**Work task**:
All that should be output is the block of lines below from the line with "Instruction for this HIT: find and box each wood-paneled" to the line with "Instruction for this HIT: find and box each white shirt", both included, exactly as written.

**Items listed in a dataset**:

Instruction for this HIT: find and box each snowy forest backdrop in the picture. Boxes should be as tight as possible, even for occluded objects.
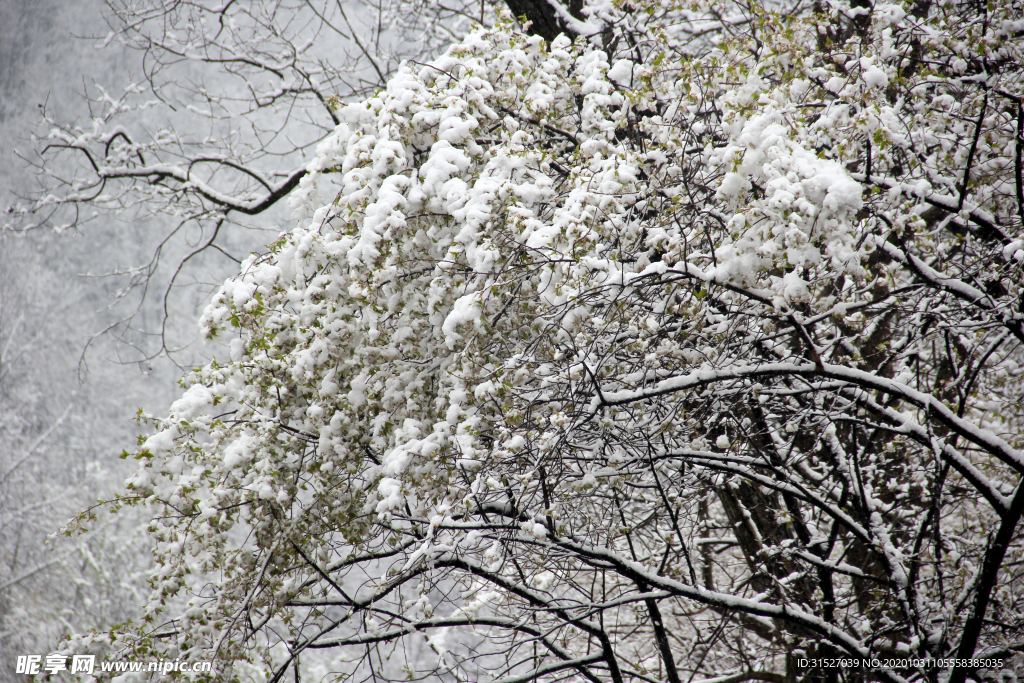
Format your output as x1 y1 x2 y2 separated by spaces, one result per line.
1 0 172 666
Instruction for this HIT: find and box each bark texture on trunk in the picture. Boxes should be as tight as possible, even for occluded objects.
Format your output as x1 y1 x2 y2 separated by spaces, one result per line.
503 0 584 42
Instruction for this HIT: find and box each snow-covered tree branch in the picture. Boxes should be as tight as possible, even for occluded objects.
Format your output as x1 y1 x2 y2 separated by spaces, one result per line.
5 0 491 358
61 0 1024 681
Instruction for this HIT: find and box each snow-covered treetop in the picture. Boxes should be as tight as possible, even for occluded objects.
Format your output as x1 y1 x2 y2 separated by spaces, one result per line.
67 0 1024 680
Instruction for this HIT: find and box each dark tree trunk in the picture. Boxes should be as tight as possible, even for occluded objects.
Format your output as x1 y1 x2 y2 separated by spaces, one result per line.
502 0 584 42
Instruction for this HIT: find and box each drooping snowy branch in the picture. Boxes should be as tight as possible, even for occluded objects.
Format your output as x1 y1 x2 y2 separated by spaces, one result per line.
66 0 1024 681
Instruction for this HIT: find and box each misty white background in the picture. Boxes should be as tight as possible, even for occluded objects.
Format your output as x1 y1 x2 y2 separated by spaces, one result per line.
1 0 221 664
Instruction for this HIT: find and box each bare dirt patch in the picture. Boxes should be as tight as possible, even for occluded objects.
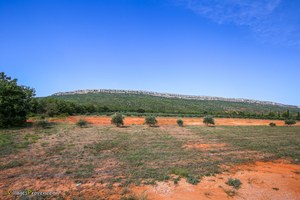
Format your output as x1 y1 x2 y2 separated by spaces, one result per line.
131 160 300 200
183 142 227 150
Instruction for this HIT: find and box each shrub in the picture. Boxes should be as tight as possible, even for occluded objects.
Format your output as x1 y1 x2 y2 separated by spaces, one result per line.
145 116 157 126
226 178 242 189
76 119 88 128
111 113 124 127
285 119 296 126
203 115 215 126
186 175 200 185
177 119 184 127
34 120 51 129
269 122 276 127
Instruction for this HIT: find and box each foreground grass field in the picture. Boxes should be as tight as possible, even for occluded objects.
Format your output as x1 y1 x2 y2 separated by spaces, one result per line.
0 123 299 199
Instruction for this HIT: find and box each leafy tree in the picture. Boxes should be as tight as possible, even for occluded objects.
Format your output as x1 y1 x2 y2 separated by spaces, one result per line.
45 101 59 117
282 109 290 119
111 113 124 127
145 116 157 126
177 119 184 127
0 72 35 127
203 115 215 126
297 112 300 120
285 119 296 126
268 112 276 117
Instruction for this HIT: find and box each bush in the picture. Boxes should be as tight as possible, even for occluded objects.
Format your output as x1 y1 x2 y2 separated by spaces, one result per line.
269 122 276 127
34 120 51 129
226 178 242 189
177 119 184 127
145 116 157 126
186 175 200 185
285 119 296 126
76 119 88 128
203 115 215 126
111 113 124 127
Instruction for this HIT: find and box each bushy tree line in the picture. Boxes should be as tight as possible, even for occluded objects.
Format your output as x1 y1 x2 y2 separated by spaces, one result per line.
30 98 111 117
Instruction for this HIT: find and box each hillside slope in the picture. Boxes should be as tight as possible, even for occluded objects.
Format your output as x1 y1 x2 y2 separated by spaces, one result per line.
49 89 300 115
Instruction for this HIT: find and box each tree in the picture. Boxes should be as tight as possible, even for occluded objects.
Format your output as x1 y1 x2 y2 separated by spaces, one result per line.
45 101 59 117
145 116 157 127
268 112 276 118
285 119 296 126
111 113 124 127
203 115 215 126
177 119 184 127
0 72 35 127
282 109 290 119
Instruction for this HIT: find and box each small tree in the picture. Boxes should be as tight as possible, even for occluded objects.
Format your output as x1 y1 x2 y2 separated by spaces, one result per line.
76 119 88 128
203 115 215 126
177 119 184 127
145 116 157 127
269 122 276 127
111 113 124 127
285 119 296 126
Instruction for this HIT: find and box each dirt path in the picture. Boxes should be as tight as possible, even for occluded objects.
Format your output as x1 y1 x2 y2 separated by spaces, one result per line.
47 116 300 126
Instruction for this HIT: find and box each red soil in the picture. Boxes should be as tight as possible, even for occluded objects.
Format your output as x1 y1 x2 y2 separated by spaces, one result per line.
131 160 300 200
2 160 299 199
45 116 300 126
183 143 227 150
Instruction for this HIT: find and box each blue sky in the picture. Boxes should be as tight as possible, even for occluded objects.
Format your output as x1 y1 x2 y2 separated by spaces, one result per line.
0 0 299 105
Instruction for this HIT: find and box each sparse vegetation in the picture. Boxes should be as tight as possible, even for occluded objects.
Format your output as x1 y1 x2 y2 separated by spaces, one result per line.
177 118 184 127
145 116 157 126
203 115 215 126
0 160 23 170
189 126 300 162
34 120 51 129
1 123 300 198
111 113 125 127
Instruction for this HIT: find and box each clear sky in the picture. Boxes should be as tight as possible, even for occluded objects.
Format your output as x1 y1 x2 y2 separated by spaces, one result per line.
1 0 299 105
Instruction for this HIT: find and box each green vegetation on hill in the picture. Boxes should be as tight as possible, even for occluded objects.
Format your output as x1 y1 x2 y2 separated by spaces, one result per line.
45 93 300 119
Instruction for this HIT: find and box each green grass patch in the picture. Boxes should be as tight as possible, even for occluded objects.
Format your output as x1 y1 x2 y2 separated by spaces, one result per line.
189 126 300 163
0 130 41 156
73 164 95 179
0 160 24 170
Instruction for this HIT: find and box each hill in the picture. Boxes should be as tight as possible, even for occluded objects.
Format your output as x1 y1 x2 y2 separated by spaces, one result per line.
48 89 300 118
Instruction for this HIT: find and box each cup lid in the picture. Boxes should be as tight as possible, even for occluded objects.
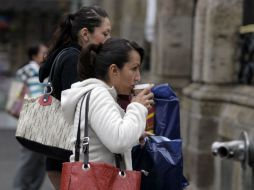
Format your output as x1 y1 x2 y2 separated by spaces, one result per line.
134 83 152 90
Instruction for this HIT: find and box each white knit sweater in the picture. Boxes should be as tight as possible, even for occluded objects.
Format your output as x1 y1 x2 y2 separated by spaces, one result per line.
61 78 147 170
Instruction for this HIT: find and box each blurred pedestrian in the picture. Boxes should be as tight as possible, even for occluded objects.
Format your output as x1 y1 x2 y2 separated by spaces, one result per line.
39 5 111 189
13 43 48 190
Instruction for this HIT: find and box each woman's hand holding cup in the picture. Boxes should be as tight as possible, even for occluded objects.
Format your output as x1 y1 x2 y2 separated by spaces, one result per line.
132 84 154 109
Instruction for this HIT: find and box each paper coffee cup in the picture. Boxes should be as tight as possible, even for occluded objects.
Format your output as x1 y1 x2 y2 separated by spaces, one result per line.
133 83 153 95
133 83 155 134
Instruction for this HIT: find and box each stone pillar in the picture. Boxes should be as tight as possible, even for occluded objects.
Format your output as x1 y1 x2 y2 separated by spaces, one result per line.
202 0 242 83
119 0 146 45
151 0 194 90
100 0 124 37
191 0 242 84
192 0 208 82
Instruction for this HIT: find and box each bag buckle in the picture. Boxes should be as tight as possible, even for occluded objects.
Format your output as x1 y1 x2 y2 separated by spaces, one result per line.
141 170 149 176
82 137 89 151
44 82 53 95
82 137 89 145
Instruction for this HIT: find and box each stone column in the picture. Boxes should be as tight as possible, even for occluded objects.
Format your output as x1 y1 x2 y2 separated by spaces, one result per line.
202 0 242 83
151 0 194 90
100 0 124 37
119 0 146 45
192 0 208 82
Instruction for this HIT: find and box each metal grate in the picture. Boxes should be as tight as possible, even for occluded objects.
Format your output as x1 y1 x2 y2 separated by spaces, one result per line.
238 0 254 84
238 26 254 84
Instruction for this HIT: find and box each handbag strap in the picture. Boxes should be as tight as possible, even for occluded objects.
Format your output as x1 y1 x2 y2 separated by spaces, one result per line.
74 90 125 172
74 90 92 161
42 47 80 104
45 47 80 95
48 47 80 83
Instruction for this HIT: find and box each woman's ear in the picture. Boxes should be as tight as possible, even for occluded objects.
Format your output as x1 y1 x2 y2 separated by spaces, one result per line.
108 64 119 82
108 64 119 76
80 28 89 43
107 64 119 87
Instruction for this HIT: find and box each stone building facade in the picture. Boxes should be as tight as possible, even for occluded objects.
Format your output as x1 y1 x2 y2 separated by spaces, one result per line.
151 0 254 190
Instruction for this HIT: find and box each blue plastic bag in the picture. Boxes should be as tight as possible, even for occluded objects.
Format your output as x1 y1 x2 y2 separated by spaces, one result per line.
152 83 180 139
132 136 184 190
132 84 188 189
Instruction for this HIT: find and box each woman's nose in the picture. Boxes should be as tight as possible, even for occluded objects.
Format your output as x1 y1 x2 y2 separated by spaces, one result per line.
105 34 111 41
135 70 141 82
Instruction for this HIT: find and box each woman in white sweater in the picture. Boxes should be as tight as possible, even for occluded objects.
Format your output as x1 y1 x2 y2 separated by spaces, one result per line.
61 38 154 170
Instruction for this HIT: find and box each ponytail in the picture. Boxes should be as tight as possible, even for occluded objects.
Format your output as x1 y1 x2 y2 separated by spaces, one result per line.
60 13 73 38
78 44 102 80
48 13 73 55
47 5 108 59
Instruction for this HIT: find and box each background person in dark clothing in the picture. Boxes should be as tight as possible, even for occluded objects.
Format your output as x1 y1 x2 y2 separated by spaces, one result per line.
39 5 111 189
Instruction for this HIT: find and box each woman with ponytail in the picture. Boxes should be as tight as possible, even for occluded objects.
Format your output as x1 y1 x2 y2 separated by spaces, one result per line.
61 38 154 178
39 5 111 189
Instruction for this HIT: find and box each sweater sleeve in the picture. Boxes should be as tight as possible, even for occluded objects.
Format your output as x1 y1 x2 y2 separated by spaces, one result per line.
89 88 147 153
60 53 79 90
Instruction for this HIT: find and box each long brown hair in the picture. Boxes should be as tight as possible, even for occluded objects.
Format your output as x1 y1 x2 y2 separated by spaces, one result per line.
47 5 108 58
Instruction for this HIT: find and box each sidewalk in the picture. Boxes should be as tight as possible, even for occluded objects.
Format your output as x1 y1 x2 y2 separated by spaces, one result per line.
0 112 53 189
0 128 53 190
0 111 17 129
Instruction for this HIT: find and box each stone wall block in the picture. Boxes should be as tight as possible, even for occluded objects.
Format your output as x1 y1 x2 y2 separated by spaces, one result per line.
188 115 218 151
188 150 215 189
191 100 223 117
218 104 254 139
216 158 250 190
181 92 222 151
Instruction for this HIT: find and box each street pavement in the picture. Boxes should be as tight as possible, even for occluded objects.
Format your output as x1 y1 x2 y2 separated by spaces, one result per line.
0 112 53 190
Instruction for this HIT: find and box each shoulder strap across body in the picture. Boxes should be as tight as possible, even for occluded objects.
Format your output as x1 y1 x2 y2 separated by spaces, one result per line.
44 47 80 95
74 90 126 175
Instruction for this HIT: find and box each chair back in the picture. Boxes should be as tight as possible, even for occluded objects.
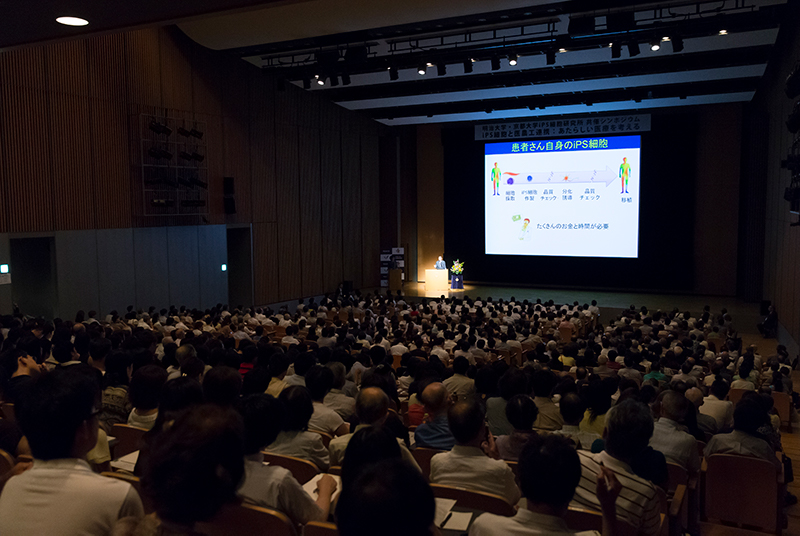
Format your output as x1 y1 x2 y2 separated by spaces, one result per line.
111 424 148 458
565 506 639 536
430 483 515 517
666 462 688 491
308 429 333 449
727 389 747 406
772 391 791 429
704 454 778 532
196 502 296 536
328 465 342 476
262 452 319 484
1 403 15 422
506 460 520 484
0 449 14 476
304 521 339 536
411 447 444 481
101 472 154 513
559 325 574 343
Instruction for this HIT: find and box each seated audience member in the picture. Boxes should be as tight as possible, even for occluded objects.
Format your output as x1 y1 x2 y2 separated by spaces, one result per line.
430 399 521 505
618 355 643 385
238 394 336 524
323 361 356 420
470 435 621 536
0 347 45 404
167 344 197 380
329 387 419 469
531 370 563 430
593 355 615 378
127 364 168 430
648 391 700 474
98 351 132 433
487 368 528 436
266 386 330 470
415 382 456 450
0 366 143 534
572 400 662 536
306 365 349 436
580 380 614 436
118 405 244 536
704 398 782 475
266 353 291 397
554 392 601 450
336 459 435 536
442 356 476 401
285 352 316 387
203 366 243 408
731 362 757 391
700 379 734 431
496 394 538 461
684 387 718 435
340 426 403 489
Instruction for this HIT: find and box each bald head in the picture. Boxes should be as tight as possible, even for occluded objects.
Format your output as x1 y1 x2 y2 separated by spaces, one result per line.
175 344 197 366
420 382 450 415
660 391 690 422
356 387 390 426
685 387 704 409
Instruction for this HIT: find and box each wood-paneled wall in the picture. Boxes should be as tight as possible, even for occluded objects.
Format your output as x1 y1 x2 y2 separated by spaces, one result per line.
0 26 382 305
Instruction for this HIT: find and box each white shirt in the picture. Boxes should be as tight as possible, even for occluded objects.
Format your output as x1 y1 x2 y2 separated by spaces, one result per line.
328 424 421 469
430 445 520 505
648 418 700 473
470 508 598 536
0 458 143 536
308 401 345 435
266 430 330 471
699 395 734 430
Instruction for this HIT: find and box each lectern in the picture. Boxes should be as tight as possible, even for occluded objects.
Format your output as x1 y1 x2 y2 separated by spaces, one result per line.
424 269 449 293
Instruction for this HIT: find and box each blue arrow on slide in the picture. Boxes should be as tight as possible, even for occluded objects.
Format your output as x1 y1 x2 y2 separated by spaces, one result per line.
518 166 617 186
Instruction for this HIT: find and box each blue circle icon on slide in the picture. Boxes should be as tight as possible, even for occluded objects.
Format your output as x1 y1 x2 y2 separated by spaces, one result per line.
507 178 514 185
527 175 532 181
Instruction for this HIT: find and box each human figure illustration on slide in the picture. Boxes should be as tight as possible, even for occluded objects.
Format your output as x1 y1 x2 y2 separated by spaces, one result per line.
491 162 501 195
518 218 531 240
619 157 632 194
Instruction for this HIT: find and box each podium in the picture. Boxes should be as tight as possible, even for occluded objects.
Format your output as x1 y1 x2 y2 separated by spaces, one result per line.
388 268 403 292
424 269 450 293
451 273 464 290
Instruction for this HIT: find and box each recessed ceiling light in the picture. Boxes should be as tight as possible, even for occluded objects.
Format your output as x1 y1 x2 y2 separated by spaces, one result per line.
662 36 671 41
427 62 433 67
56 16 88 26
719 29 728 35
558 48 567 53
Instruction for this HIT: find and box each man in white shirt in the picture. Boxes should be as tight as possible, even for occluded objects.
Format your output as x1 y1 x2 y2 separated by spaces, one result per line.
430 399 521 505
0 366 144 534
700 380 735 431
648 392 700 474
442 356 476 401
430 337 449 365
306 366 349 437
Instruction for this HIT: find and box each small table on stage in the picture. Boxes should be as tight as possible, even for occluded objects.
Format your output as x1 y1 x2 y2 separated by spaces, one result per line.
451 273 464 290
425 269 450 293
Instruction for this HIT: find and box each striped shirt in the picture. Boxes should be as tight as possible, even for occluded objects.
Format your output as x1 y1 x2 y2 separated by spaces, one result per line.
571 451 661 536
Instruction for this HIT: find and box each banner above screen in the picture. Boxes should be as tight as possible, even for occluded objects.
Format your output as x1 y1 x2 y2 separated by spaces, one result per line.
475 114 650 141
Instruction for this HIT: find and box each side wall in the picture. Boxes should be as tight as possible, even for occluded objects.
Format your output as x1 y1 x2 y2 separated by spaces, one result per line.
0 26 381 313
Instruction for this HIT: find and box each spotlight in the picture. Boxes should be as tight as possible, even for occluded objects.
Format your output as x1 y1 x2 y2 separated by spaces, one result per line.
177 127 191 137
302 78 311 90
179 151 193 161
191 152 204 162
671 36 684 53
662 36 671 42
330 75 339 87
341 73 351 86
389 66 399 81
463 60 473 74
191 176 208 189
418 64 427 75
719 29 728 35
611 42 621 59
491 56 501 71
627 41 640 57
546 49 556 65
649 38 661 51
56 16 88 26
558 48 567 53
437 63 447 76
317 76 325 86
507 53 518 66
189 128 203 139
148 120 172 136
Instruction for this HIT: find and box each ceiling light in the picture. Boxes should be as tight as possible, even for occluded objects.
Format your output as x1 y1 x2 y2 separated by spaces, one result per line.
719 29 728 35
470 58 476 62
491 56 501 71
627 42 641 57
558 48 567 53
427 62 434 67
437 63 447 76
608 43 613 47
317 77 325 86
507 54 518 66
418 64 427 75
56 16 88 26
662 36 671 42
463 60 473 74
649 38 661 51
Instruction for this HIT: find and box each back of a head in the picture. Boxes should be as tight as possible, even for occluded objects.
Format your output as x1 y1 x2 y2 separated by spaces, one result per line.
278 385 314 431
341 426 402 489
505 394 538 430
305 365 335 401
337 459 434 536
175 344 197 367
240 394 285 454
710 379 730 400
268 352 291 378
558 392 585 425
142 405 244 526
294 352 317 376
519 435 581 508
203 366 242 407
448 399 485 445
159 377 204 415
130 364 169 410
325 361 347 389
419 382 449 414
531 370 557 398
452 355 469 375
89 337 112 362
605 399 654 461
498 368 528 401
660 391 690 422
17 365 100 460
356 386 390 426
734 398 767 435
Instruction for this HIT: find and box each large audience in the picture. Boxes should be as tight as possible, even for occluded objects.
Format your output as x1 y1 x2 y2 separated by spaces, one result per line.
0 291 795 535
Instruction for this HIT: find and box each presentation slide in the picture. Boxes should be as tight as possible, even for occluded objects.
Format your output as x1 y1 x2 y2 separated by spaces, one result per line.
485 135 640 258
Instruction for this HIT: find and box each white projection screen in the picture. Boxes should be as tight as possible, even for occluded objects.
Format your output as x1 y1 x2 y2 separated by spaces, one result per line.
485 135 641 258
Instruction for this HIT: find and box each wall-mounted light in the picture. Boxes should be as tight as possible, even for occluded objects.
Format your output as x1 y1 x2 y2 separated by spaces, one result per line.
221 264 227 272
0 264 9 274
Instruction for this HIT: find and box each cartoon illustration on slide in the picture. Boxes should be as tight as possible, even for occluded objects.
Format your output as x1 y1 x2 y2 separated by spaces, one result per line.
518 218 531 240
491 162 501 195
619 157 632 194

**Result below**:
Instruction for this HIT: find and box each wood-paneled wall in the picture. Boxes should be as tight as possible, even for occluded objects.
Format your output as x1 y1 x2 y2 separated by spaces, one result per line.
0 26 382 305
Instruction for this HIT: find and box each white shirt in the picture. Boxes should be as tight as possible, even for occluded objects.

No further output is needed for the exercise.